[Opening Input material section]
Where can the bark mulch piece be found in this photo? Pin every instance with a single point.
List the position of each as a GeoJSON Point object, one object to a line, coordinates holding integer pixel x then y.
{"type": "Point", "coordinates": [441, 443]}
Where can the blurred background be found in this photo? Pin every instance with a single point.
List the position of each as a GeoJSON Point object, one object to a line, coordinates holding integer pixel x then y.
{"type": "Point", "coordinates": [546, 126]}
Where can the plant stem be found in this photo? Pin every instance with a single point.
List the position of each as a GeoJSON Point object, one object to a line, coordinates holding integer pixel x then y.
[Closing Input material section]
[Opening Input material section]
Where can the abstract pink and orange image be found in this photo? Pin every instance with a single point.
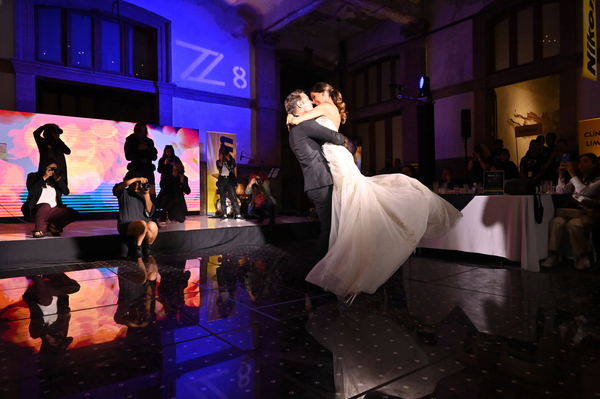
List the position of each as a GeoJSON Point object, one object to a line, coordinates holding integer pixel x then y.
[Closing Input material section]
- _Assignment_
Copy out every line in the entries above that holds "with".

- _Answer for the task_
Where can the bark mulch piece be found in this photo? Pin every instance with a single point.
Where can the blurred background be found in this photo? Pin every instance with a single point.
Where can the plant stem be found in this photo? Pin every instance with a single point.
Where can the abstract pink and orange image be found in this photo? Pin every instance with a single point.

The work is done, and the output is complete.